**PROMPT:** Copy out every item below, swapping "Mark" for "Outline" and keeping everything else unchanged. Leave the pictures out of your copy.

**RECORDS FOR THIS EXERCISE:**
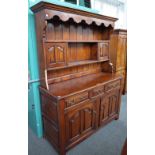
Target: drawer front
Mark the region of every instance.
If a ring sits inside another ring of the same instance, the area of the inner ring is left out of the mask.
[[[114,88],[120,87],[121,86],[121,81],[115,81],[115,82],[111,82],[105,85],[105,91],[110,91]]]
[[[89,92],[90,97],[95,97],[104,93],[104,86],[96,87]]]
[[[84,93],[81,93],[81,94],[78,94],[78,95],[74,95],[74,96],[71,96],[71,97],[68,97],[65,102],[66,102],[66,107],[70,107],[70,106],[73,106],[79,102],[82,102],[84,100],[87,100],[88,99],[88,92],[84,92]]]

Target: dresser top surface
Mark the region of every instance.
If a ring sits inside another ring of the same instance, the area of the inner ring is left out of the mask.
[[[91,74],[51,84],[49,91],[54,96],[67,97],[118,79],[121,79],[121,77],[111,73]]]

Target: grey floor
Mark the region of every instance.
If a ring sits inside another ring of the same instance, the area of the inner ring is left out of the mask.
[[[127,136],[127,96],[122,96],[120,118],[99,129],[95,134],[67,152],[67,155],[120,155]],[[29,155],[58,155],[45,140],[29,129]]]

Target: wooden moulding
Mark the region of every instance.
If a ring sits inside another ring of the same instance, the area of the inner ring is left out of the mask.
[[[117,18],[85,12],[64,6],[58,6],[46,2],[40,2],[31,7],[31,10],[35,13],[42,9],[44,9],[45,11],[45,20],[50,20],[54,16],[58,16],[63,22],[66,22],[71,18],[76,23],[85,21],[88,25],[90,25],[94,22],[98,26],[104,24],[105,27],[108,27],[110,25],[114,27],[114,22],[117,20]]]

**CORRECT RESPONSE:**
Target: drawer front
Outline the region of every instance.
If a ring sits inside another ring of the same instance, the area of the inner ring is left out of the mask.
[[[114,88],[120,87],[121,86],[121,81],[115,81],[115,82],[111,82],[105,85],[105,91],[110,91]]]
[[[89,92],[90,97],[95,97],[104,93],[104,86],[96,87]]]
[[[84,93],[81,93],[81,94],[78,94],[78,95],[74,95],[74,96],[71,96],[71,97],[68,97],[65,102],[66,102],[66,107],[70,107],[70,106],[73,106],[79,102],[82,102],[84,100],[87,100],[88,99],[88,92],[84,92]]]

Target: dresser top surface
Outline the region of every instance.
If a ring sits inside another ring of the same instance, the area of the inner ring is left out of the mask.
[[[91,74],[51,84],[49,91],[54,96],[67,97],[118,79],[121,79],[121,77],[111,73]]]

Target: grey floor
Outline the region of every instance.
If a ring sits inside another ring of the same instance, the area of the inner ring is left out of the mask.
[[[127,136],[127,96],[122,96],[120,118],[99,129],[95,134],[67,152],[67,155],[120,155]],[[29,155],[58,155],[45,140],[29,129]]]

Target: wooden moulding
Outline the region of every instance.
If a ring sits inside another ring of the same instance, the area of the inner ring is left out of the mask.
[[[117,18],[85,12],[64,6],[58,6],[46,2],[40,2],[31,7],[31,10],[35,13],[42,9],[44,9],[45,11],[45,20],[50,20],[54,16],[58,16],[63,22],[66,22],[71,18],[76,23],[85,21],[88,25],[90,25],[94,22],[98,26],[104,24],[105,27],[108,27],[110,25],[114,27],[114,22],[117,20]]]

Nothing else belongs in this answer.